## Written task A:
List every memory stick size that the Sparc M12 passage mentions.
## Written task B:
Carry on writing the Sparc M12 passage from the point where it stops.

If you plan on doing NUMA scalability beyond two sockets, then Fujitsu cranks the clock speed on the cores to 4.25 GHz (that’s a 21.4 percent boost over the 3.5 GHz clock speed on the Sparc64-X+) and allows customers to pick configurations with 2, 8, or 32 sockets and 2 TB, 8 TB, or 32 TB maximum memory configurations using 64 GB memory sticks. (If you want to use less capacious 16 GB or 32 GB memory sticks, you can.) This beast can bring to bear 384 cores and 3,072 threads on a single application running against that big block of shared memory, and this Sparc64 interconnect will have much higher bandwidth and lower latency than an Ethernet or InfiniBand network – at least for a while, anyway.
With the Sparc M10, Fujitsu used water cooling on key components to increase the cooling efficiency of the system and to allow for the components to run a bit hot. With the Sparc M12 systems, Fujitsu has an improved evaporative liquid cooling system that is twice as effective, and which we presume lets it overclock components a bit to deliver that big performance bump.
The Fujitsu Sparc M12-2 and M12-S systems are available now. The Sparc M12-2 base machine with two 3.9 GHz processors, 64 GB of memory, and one 600 GB disk drive would cost $49,660. A single node in a Sparc M12-S cluster with two of the 4.25 GHz processors, plus the same 64 GB of memory and a single disk drive plus the “XB” crossbar interconnect router costs $64,284.

## Rows:
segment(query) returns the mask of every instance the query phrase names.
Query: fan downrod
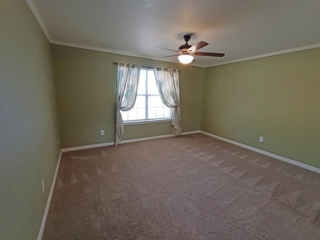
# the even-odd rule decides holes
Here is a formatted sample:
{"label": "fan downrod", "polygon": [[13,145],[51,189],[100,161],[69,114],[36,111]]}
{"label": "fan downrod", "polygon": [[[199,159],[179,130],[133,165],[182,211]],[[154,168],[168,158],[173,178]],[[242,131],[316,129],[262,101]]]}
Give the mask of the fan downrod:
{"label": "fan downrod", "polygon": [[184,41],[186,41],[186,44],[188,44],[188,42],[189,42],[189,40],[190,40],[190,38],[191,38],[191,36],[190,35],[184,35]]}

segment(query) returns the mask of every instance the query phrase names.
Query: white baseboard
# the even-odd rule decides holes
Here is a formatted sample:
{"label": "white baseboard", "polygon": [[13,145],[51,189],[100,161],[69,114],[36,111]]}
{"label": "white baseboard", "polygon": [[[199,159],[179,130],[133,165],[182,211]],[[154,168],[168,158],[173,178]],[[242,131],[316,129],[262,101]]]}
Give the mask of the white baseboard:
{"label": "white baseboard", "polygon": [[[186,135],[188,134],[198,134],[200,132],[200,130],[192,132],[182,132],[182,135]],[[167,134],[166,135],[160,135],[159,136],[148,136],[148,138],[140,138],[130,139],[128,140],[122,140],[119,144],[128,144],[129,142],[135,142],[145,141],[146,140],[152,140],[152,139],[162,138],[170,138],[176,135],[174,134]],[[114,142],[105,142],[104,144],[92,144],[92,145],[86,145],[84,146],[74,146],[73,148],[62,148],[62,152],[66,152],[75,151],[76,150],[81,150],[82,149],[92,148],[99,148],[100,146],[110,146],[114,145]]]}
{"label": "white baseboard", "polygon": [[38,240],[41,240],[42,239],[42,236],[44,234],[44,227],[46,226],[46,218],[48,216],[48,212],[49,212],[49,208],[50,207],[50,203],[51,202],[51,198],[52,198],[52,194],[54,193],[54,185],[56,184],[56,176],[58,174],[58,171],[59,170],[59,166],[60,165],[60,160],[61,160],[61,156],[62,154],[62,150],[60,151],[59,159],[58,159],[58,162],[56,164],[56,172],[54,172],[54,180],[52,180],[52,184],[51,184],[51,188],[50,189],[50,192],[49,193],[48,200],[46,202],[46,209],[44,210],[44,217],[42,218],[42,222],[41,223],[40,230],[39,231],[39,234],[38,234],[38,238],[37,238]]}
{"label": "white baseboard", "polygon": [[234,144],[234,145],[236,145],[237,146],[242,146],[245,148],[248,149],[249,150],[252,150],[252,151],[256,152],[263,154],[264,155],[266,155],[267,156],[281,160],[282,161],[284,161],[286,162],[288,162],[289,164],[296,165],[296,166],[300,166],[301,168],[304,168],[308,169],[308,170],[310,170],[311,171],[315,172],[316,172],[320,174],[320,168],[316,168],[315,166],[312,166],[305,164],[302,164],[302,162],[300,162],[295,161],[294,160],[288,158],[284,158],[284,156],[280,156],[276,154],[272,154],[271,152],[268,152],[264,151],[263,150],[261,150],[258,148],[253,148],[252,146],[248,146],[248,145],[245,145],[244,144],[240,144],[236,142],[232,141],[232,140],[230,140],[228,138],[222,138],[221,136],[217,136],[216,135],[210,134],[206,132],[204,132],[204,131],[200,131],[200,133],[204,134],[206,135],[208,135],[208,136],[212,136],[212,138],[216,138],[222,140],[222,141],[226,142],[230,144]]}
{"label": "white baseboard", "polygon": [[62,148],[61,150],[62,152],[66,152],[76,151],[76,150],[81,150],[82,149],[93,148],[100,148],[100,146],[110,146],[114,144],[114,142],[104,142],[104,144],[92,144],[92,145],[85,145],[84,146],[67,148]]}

## Exercise output A:
64 GB, 16 GB, 32 GB

## Exercise output B:
One last thing: Unlike Oracle’s own iron, Fujitsu keeps supporting the Solaris 10 operating system natively on its iron, and this includes the new M12-2 system and M12-S NUMA cluster. Fujitsu customers can run Solaris 10 on bare metal or in Solaris containers on Solaris 11 machines; Oracle only allows Solaris 10 in containers on newer Sparc iron of its own design.
50k for 64GB RAM and 600GB Harddrive are they laughing? That’s ridiculous expansive these are moon prices
These servers are high end building blocks, offering Enterprise RAS etc. x86 does not have that. For instance, some SPARC cpus can back and replay an instruction if the cpu detects an error. To build in such tailor made stuff into x86 would vastly increase the price of x86. And also, as you can scale these servers out to 32-sockets – you must pay a premium for that. Of course, if Fujitsu wanted to release one 1-socket workstation without all the Enterprise stuff, the price would drop dramatically. But that low end market belongs to x86.
I see POWER9 a more mature and flexible architecture, with scale out and scale up versions. I’d switch to POWER9 also because the great IO and accelerator capabilties such as openCAPI and pciexpress v4. Nobody else have that.
POWER9 is not faster than the current SPARC M7 cpu. The SPARC M7 is typically 2-3x faster than POWER8 and the fastest x86 – if you look at the 30ish world records in different areas. For business workloads such as databases, the SPARC M7 is up to 11x faster than POWER8 and x86. Here are some 30ish world records, some of them are official, such as SPECcpu_2006 benchmarks, databases, SAP, etc.
https://blogs.oracle.com/BestPerf/entry/201510_specpu2006_t7_1
The POWER9 will only be 2-2.5x faster than the current POWER8. That means a POWER9 might maybe catch up on current SPARC M7 performance. The next year SPARC M8 arrives, which again will be 2x as fast as the current SPARC M7. Oracle has always doubled the cpu performance every generation (except for the SPARC S7 which is one quarter of a crippled M7), and today Oracle have released six cpus in five years.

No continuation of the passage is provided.